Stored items

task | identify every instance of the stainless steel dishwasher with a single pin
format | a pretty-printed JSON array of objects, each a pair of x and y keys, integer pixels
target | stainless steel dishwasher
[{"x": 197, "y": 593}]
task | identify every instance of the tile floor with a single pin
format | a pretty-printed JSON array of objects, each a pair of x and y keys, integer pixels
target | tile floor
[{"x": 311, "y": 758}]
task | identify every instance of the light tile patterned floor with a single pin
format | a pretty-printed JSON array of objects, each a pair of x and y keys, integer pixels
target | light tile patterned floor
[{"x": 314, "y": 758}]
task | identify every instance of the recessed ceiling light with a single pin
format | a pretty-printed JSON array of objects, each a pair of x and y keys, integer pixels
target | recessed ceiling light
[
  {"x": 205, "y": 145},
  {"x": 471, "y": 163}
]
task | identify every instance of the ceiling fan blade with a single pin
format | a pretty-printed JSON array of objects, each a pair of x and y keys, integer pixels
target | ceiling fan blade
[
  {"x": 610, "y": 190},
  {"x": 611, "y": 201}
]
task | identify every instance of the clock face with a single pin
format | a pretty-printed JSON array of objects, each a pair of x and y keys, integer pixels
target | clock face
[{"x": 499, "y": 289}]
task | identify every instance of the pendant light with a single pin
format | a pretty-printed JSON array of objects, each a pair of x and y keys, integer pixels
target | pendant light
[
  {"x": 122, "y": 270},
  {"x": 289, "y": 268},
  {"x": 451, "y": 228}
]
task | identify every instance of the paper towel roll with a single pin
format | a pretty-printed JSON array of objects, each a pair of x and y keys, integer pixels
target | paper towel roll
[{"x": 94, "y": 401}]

__AIM OF THE TASK__
The expected answer is a copy of every line in the entries that holds the word "identify".

__SOLVED PROBLEM__
task | identify every instance of the stainless steel dishwasher with a single pin
task | identify every instance of the tile floor with a single pin
task | identify every instance of the light tile patterned floor with a single pin
task | identify every instance of the recessed ceiling light with a single pin
task | identify every instance of the ceiling fan blade with a single pin
task | identify every instance of the clock face with a single pin
task | identify every instance of the pendant light with a single pin
task | identify every instance of the paper towel roll with a single pin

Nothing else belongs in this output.